* What you will do: All of the records are to be copied out exactly, with nothing left out.

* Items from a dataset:

=== Begin Enclosure ===

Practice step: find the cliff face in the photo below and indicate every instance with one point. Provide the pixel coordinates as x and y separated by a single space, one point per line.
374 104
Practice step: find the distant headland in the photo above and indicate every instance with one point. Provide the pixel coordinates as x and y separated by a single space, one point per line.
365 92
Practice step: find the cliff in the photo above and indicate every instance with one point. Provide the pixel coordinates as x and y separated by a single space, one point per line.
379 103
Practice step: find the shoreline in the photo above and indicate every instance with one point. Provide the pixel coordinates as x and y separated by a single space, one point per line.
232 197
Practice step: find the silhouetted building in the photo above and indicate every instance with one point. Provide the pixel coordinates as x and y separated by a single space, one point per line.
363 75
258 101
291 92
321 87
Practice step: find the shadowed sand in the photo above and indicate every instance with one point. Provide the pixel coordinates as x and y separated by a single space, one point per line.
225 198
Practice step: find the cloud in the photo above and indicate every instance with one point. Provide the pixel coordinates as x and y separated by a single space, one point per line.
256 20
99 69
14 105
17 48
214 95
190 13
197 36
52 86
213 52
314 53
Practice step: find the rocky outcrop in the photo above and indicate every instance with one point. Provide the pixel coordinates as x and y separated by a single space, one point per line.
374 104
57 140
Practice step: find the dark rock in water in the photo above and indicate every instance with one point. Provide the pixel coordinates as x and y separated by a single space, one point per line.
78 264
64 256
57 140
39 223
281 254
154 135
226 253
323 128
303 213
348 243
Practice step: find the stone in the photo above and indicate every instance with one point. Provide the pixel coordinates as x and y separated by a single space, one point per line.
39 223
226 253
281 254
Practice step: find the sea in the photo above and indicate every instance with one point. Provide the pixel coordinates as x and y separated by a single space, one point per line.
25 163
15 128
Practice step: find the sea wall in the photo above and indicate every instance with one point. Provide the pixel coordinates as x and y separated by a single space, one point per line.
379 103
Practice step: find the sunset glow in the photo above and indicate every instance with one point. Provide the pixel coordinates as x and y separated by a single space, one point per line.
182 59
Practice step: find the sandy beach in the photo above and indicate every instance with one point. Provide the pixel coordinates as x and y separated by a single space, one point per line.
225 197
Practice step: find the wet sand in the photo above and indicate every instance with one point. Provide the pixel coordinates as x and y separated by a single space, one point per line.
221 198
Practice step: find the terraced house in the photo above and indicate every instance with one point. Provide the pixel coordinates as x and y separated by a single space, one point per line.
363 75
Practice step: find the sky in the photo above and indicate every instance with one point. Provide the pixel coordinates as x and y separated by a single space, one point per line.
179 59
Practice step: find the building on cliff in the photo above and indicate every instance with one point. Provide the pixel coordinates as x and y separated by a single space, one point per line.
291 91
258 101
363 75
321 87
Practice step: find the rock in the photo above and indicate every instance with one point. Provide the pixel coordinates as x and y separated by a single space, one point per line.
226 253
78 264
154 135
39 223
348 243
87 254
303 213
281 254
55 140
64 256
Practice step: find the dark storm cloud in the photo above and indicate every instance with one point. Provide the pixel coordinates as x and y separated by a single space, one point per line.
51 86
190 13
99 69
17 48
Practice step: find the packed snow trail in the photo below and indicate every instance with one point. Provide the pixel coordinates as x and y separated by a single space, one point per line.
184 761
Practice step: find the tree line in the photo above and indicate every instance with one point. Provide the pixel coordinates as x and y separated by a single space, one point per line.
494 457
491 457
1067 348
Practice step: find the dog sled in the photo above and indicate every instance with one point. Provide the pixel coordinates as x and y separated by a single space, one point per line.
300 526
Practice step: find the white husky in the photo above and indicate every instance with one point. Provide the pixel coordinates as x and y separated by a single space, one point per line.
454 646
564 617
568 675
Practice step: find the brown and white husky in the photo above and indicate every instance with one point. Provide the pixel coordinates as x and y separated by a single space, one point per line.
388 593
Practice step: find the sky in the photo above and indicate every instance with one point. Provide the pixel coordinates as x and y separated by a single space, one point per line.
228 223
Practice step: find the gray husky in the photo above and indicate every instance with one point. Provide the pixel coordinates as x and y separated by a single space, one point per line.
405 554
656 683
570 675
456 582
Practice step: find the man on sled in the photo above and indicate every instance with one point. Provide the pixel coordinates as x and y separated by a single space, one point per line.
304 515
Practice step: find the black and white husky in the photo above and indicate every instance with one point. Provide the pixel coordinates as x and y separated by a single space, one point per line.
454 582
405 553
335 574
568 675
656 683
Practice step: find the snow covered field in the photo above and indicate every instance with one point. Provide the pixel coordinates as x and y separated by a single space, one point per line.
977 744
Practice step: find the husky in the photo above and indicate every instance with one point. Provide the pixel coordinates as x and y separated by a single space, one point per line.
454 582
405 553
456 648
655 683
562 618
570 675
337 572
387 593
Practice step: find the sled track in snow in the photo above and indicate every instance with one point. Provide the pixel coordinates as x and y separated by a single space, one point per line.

=== End Enclosure ===

* Exercise output:
Practice step: find the cliff face in the photo below and indicate every instance with one point. Provide the pixel coordinates as x and y separated by a single space, one point per line.
374 104
Practice step: find the distant headland in the photo above and indicate every instance with one point. Provide the pixel coordinates as x and y separated by a single space, one point per line.
365 92
Practice step: find the cliff in the photo above and indicate every instance with one point. Provide the pixel coordinates as x and y separated by a single space, one point per line.
379 103
Practice step: find the shoreline in the photo above and indicate every instance with one point. Provide the pixel coordinates as x and y separated by a single space, one point per line.
232 197
Practice step: find the silhouetted building in the photo above and indicate every instance with one point. Provide the pixel coordinates as x and y separated by a single space, one point per line.
363 75
258 101
291 92
321 87
Practice step: find the shadowed sand in the photo above and indicate every instance with one point. Provide the pixel coordinates as x and y separated by a single space, one point per line.
225 198
Practice step: find the cloud in the photo above and indicate every instance with one point. Provide the pixel coordinates as x and y separated by a single space, one point per line.
256 20
99 69
14 105
17 48
214 95
190 13
197 36
52 86
213 52
314 53
Practice step: find the rocky outcrop in the photo above and indicate every instance with one point. Provide the pixel coordinates as x and y separated by a single space, one point per line.
374 104
57 140
Practice step: find the dark rock in water in the photo above and indicate every instance with one point. Provide the pixel coordinates as x and y separated by a single space, one point per line.
78 264
64 256
57 140
39 223
281 254
154 135
226 253
323 128
303 213
348 243
Practice step: find the stone in the photo above and indicate every instance with one point. Provide the pixel coordinates as x and y separated by a single space, one point per line.
39 223
226 253
281 254
Practice step: find the sea in the photo above and indicate every instance with one point. Provide the pixel coordinates as x and y separated by a single space, one point per line.
25 163
15 128
Practice step: find the sea wall in the photo above and indicate every instance with one point. Provide the pixel coordinates as x and y separated by a single space, one point per line.
379 103
Practice step: find the sunset glow in the photo above and indicate every instance with one point. Provide the pixel coordinates as x and y separated by a single space, one point per line.
182 59
Practice step: find the sandy beach in the photo above and indicate every instance with one point. Provide the pixel coordinates as x and y separated by a single space, one point per line.
225 197
Practice step: find the wet sand in the photo above and indicate every instance with one point. Provide the pixel coordinates as x and y separated by a single space, one point per line.
221 198
Practice step: find the terraced house in the photo above and indicate every instance with one point. Provide the pixel coordinates as x and y separated by a single space, one point per line.
363 75
Practice step: find the sky in the photo above and indicate every instance with one point. Provide the pixel coordinates as x and y separated by a single space, one point per line.
179 59
Practice step: find the building on cliff in the photo above and indicate every instance with one point. Provide the pixel coordinates as x and y separated by a single space, one point per line.
291 91
258 101
363 75
321 87
Practice step: find the rock in the photo above and indicate every instance with one point. Provide the pixel coordinates as x and y separated by a single space, one point per line.
226 253
78 264
154 135
39 223
348 243
87 254
303 213
281 254
55 140
64 256
Practice step: find the dark storm cloud in the photo above and indicate every instance with one point. Provide the pixel coordinates as x and y separated by a single space, one point per line.
51 86
190 13
99 69
17 48
Practice step: find the packed snow trail in the photo below and indicate every instance with one point. Provide the pixel coordinates as x and y separated by a single space, one point per line.
184 761
Practice step: find the tree line in the photo above and indicate every instance with one point. Provide the pixel coordinates as x and y separated by a single space, one point per line.
494 457
491 457
1067 348
Practice step: find the dog sled in the photo above and indicate every instance with one point. Provide the pixel coordinates as x and y separated by a single space, one point per line.
300 526
Practice step: find the white husky in the photo above and indicate every instance with one point. Provide the pixel coordinates as x and y separated by a single space, one point per line.
454 646
564 617
568 675
Practice step: find the brown and white husky in the photo above and indicate every instance with one point. Provide the pixel coordinates as x and y separated by a single space, one point per line.
388 593
Practice step: find the sky in the photo above and indicate every instance with one point. Provide the pixel coordinates as x and y separated by a single space, one point per line.
228 223
Practice step: find the gray husky in the photo above and indicate every instance with one point. Provide the pixel coordinates as x and y separated by a single space, one point per line.
405 554
656 683
570 675
456 582
Practice step: find the man on sled in the photo above and indicate every instance with one point. Provide the pixel coordinates as x and y separated by a single space, one point per line.
304 515
Practice step: find the black and white husky in the photo above and indicate every instance with one point. Provide the pixel coordinates as x and y separated by a single space, one point per line.
454 582
405 553
335 574
568 675
656 683
Practice step: find the snow covered field in the photo above and indicate every instance with one point. Provide the pixel coordinates as x and y separated by a single space, one point per line.
977 744
Practice step: find the husky in the photo above and indicate every instance with one point. Provide the pixel coordinates as x and y separated by a single space, one point per line.
454 582
405 553
456 648
655 683
562 618
570 675
337 572
387 593
Practice step: find the sled track in snow in the photo above and indicate every instance with one point. Provide the pixel coordinates as x and y separated by a single space, one point per line.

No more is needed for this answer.